*** Block opens ***
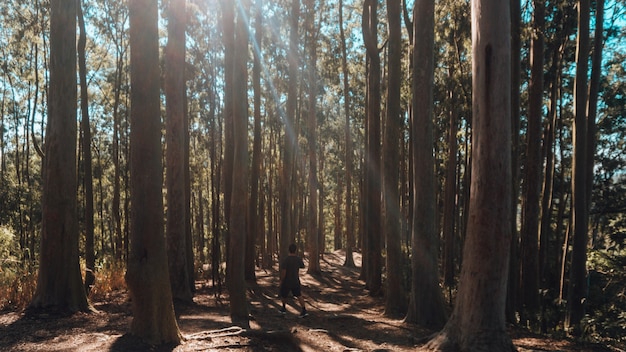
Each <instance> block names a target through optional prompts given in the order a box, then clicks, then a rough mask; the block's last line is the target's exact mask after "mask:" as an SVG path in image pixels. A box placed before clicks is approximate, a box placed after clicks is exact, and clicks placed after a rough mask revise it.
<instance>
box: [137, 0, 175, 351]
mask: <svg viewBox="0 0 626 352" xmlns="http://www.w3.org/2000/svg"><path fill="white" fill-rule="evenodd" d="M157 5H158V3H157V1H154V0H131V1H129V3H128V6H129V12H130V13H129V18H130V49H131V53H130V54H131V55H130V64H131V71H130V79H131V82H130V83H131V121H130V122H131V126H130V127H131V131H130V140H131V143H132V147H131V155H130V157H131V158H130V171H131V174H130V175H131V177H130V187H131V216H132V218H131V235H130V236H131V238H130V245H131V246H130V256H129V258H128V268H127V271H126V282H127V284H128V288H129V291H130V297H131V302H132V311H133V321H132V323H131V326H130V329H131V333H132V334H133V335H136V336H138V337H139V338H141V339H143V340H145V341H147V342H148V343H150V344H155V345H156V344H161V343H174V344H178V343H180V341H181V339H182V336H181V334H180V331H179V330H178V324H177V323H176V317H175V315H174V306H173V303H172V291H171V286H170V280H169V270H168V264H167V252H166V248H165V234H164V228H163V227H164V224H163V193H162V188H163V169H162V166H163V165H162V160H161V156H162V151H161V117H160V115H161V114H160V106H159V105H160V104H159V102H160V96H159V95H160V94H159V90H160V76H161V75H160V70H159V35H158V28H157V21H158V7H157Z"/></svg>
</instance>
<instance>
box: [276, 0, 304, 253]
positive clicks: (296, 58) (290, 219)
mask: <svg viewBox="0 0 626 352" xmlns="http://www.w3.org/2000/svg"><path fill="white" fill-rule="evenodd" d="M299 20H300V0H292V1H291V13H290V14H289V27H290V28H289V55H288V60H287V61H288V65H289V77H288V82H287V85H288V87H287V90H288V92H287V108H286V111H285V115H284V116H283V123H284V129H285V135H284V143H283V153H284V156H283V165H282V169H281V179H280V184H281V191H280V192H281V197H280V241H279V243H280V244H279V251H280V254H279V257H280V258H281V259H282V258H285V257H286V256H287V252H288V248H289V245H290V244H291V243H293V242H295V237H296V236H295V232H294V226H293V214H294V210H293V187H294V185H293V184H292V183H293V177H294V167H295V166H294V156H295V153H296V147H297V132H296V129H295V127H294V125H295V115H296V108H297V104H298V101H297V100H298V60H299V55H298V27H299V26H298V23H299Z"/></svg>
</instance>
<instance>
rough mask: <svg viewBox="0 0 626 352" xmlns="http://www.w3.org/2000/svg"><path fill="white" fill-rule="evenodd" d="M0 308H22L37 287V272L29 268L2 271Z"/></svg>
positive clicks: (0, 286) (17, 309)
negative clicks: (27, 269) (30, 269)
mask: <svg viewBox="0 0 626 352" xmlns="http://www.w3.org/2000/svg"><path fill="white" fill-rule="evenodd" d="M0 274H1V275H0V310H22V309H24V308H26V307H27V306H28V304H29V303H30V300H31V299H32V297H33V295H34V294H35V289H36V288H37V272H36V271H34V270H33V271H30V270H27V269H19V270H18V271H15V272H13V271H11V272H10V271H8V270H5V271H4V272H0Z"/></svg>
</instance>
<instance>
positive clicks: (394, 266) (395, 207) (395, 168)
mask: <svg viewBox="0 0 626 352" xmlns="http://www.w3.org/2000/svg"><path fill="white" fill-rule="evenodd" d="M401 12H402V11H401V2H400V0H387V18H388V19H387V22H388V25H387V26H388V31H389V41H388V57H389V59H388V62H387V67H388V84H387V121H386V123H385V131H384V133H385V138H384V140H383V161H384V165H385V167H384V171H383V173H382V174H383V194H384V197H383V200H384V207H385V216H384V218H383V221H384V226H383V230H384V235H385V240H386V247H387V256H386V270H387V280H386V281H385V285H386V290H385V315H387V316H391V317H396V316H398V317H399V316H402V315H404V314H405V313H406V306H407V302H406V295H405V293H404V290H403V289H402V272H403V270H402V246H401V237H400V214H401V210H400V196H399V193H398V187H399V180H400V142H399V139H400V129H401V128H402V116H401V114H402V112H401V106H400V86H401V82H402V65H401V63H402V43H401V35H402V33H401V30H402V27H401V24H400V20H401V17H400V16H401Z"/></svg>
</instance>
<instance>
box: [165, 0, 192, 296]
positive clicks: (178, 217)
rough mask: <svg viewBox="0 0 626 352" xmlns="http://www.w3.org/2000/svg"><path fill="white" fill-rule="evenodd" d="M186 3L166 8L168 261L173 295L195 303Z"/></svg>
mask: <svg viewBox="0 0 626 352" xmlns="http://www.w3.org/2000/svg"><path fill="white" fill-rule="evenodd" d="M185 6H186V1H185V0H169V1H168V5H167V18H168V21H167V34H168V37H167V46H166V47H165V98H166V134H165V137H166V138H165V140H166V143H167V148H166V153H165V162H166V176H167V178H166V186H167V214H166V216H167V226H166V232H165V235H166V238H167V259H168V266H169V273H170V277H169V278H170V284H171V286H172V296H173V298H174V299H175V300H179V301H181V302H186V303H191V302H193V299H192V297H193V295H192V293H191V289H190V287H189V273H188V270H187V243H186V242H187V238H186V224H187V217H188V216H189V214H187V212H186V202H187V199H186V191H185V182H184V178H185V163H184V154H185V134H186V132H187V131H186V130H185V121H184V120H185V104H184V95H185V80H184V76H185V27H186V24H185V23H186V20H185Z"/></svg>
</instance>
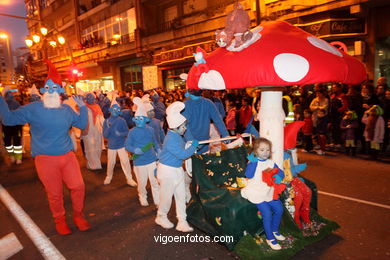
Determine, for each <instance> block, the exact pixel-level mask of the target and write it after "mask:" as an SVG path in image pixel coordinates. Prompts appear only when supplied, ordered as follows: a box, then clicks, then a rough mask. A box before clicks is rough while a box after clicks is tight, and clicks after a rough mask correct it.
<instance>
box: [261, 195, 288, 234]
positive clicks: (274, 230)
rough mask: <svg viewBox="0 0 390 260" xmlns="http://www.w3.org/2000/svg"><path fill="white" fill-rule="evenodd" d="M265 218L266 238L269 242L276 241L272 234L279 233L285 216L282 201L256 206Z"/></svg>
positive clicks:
*** Block closes ***
▶ [Task]: Copy the lines from the entries above in which the word "then" appears.

▶ [Answer below]:
Each <instance> block names a target through optional prompts given in the order a box, then clicks, then a rough mask; the block's last line is the target's exact mask after "mask:" as an SVG path in image pixels. A box placed before clicks is approximate, a box placed after clicks is exact, and clicks placed after a rough mask revise it.
Determine, for each <instance> block, the exact pixel-level mask of the target and write it after "mask:" as an SVG path in image pixel coordinates. Prompts appear only when supplied, ordered as follows: a box, then clicks, then a rough mask. A box before clicks is rough while a box after clicks is tight, and clicks after a rough mask correct it.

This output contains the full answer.